Exercise directions -> Rewrite the material below, substituting "coarse mask" for every occurrence of "rough mask" and changing nothing else. Leave the pictures out of your answer.

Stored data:
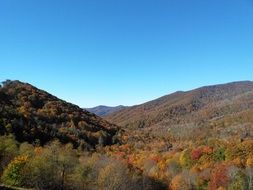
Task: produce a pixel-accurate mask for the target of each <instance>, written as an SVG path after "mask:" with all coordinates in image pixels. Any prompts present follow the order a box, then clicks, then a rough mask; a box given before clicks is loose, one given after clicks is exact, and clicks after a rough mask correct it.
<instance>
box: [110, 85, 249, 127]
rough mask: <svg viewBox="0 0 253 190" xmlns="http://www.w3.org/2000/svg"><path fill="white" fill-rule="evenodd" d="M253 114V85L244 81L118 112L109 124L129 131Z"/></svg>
mask: <svg viewBox="0 0 253 190" xmlns="http://www.w3.org/2000/svg"><path fill="white" fill-rule="evenodd" d="M251 111H253V82H251V81H241V82H233V83H228V84H221V85H214V86H205V87H201V88H198V89H195V90H191V91H187V92H181V91H179V92H175V93H173V94H170V95H167V96H163V97H161V98H158V99H156V100H153V101H150V102H147V103H144V104H141V105H137V106H133V107H128V108H126V109H123V110H120V111H118V112H114V113H112V114H110V115H108V116H107V117H105V118H106V119H107V120H108V121H110V122H112V123H115V124H117V125H119V126H123V127H126V128H145V127H149V126H158V127H168V126H189V125H203V123H207V122H209V123H210V122H211V121H215V120H219V119H221V118H224V117H229V116H231V117H241V114H242V117H244V116H245V115H246V114H245V113H246V112H247V113H248V112H251Z"/></svg>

Reply ->
Task: produce a pixel-accurate mask for the target of each <instance>, written as an SVG path after "mask:" with all coordinates in image pixels. Any prompts present follow the order a box, then clicks, then a coarse mask; a box given before clicks is loose, one given after clicks is exact, and clicks after a coarse mask correct it.
<instance>
box: [110, 85, 249, 127]
coarse mask: <svg viewBox="0 0 253 190" xmlns="http://www.w3.org/2000/svg"><path fill="white" fill-rule="evenodd" d="M253 114V85L244 81L118 112L109 124L129 131Z"/></svg>
mask: <svg viewBox="0 0 253 190" xmlns="http://www.w3.org/2000/svg"><path fill="white" fill-rule="evenodd" d="M251 111H253V82H251V81H241V82H233V83H228V84H221V85H214V86H205V87H201V88H198V89H195V90H191V91H187V92H181V91H179V92H175V93H173V94H170V95H167V96H163V97H161V98H158V99H156V100H153V101H150V102H147V103H144V104H141V105H137V106H133V107H128V108H126V109H123V110H120V111H118V112H114V113H112V114H110V115H108V116H107V117H105V118H106V119H107V120H108V121H110V122H112V123H115V124H117V125H119V126H123V127H126V128H145V127H149V126H158V127H168V126H189V125H203V123H207V122H209V123H210V122H211V121H215V120H219V119H221V118H224V117H229V116H231V117H241V114H242V117H244V116H245V115H246V114H245V113H246V112H247V113H248V112H251Z"/></svg>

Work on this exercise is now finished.